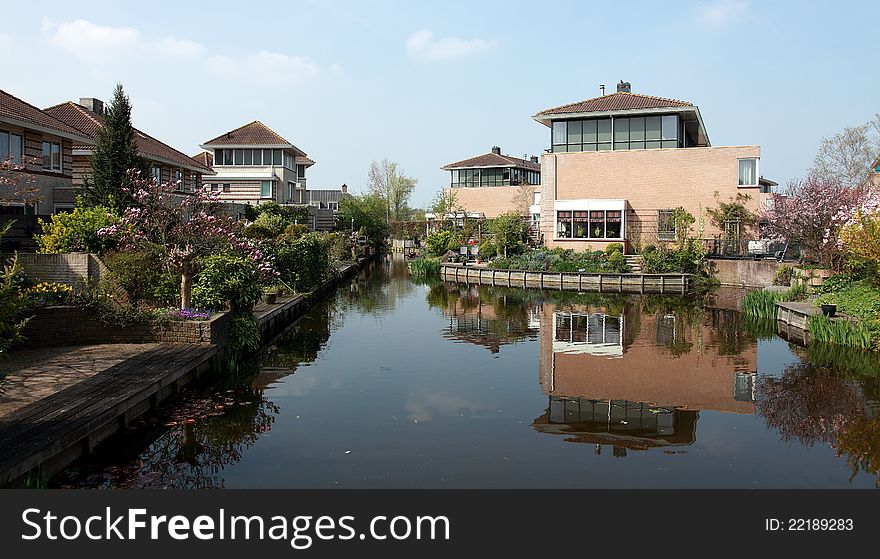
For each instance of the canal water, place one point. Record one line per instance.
(397, 384)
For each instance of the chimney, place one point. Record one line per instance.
(92, 104)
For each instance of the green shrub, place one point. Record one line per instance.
(617, 262)
(76, 231)
(144, 278)
(293, 232)
(614, 247)
(783, 275)
(227, 278)
(305, 262)
(425, 267)
(488, 249)
(438, 243)
(272, 222)
(258, 232)
(12, 304)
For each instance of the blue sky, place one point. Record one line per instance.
(428, 83)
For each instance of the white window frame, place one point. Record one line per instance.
(757, 161)
(588, 205)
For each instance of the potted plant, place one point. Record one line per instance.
(270, 295)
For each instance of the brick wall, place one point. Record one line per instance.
(58, 326)
(71, 268)
(490, 200)
(649, 180)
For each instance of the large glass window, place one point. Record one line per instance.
(56, 157)
(564, 225)
(559, 133)
(15, 148)
(47, 155)
(626, 133)
(613, 224)
(748, 172)
(581, 225)
(666, 225)
(4, 145)
(593, 224)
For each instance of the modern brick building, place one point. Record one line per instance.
(620, 164)
(254, 164)
(166, 163)
(40, 147)
(492, 183)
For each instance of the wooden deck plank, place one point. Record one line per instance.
(88, 407)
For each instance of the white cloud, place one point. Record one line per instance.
(263, 67)
(182, 48)
(722, 12)
(101, 45)
(423, 46)
(91, 42)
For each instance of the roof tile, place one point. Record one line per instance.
(620, 101)
(88, 123)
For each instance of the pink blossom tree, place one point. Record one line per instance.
(183, 227)
(811, 213)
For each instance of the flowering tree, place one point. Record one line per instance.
(860, 235)
(811, 214)
(184, 227)
(16, 184)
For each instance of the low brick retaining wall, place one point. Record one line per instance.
(68, 325)
(744, 273)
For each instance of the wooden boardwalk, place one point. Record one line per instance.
(53, 431)
(569, 281)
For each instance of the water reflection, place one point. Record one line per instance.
(396, 384)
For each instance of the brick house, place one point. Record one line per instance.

##########

## The exercise
Copy every line of the material above verbatim, omitting the picture.

## Answer in full
For each instance of the canal water, place one point. Record one line per instance.
(397, 384)
For each instance of the chimney, place one point. Record one line per instance.
(92, 104)
For each instance of the green shrub, place one point. Record one line per instance.
(617, 262)
(76, 231)
(144, 278)
(293, 232)
(614, 247)
(783, 275)
(227, 278)
(305, 262)
(425, 267)
(488, 249)
(438, 243)
(272, 222)
(258, 232)
(12, 304)
For each instance of the blue sky, place one point. Record one line per instance.
(428, 83)
For each instance of the white window frame, place one point. Record one line per instance.
(757, 161)
(588, 205)
For each instance of the potted plant, place one point. Record one line per instance.
(270, 295)
For each instance of the brick wall, place one point. Record one line per instance.
(58, 326)
(71, 268)
(490, 200)
(649, 180)
For each instance of the large glass window, place one point. Record one line per instance.
(56, 157)
(564, 225)
(559, 133)
(15, 148)
(47, 155)
(626, 133)
(613, 224)
(748, 172)
(581, 225)
(666, 225)
(4, 145)
(593, 224)
For each instance of the modern brick building, place one point. Record one line per instance.
(620, 164)
(254, 164)
(166, 163)
(40, 147)
(492, 183)
For each instance of the wooden deck plank, place one point. Record one line per instance.
(88, 407)
For each instance of the white cloud, place one point. Record one line per instance.
(263, 67)
(182, 48)
(722, 12)
(101, 45)
(423, 46)
(91, 42)
For each instance of the roof tile, place one point. Record one line per instance.
(620, 101)
(88, 123)
For each instance of the pink blossom tree, place one point. Record one line per instance.
(183, 227)
(811, 213)
For each instance of the flowering tree, place one point. Record one line per instance.
(860, 235)
(811, 214)
(184, 227)
(16, 184)
For each instance of the low brick retaining wall, place one point. Record one line per instance.
(68, 325)
(744, 273)
For each instance of the wooden boardwalk, place one point. Record one line per instance.
(53, 431)
(569, 281)
For each instance of the water reflection, place one point. Record one line per instance.
(396, 384)
For each instance of the brick house, place one point. Record one line per instance.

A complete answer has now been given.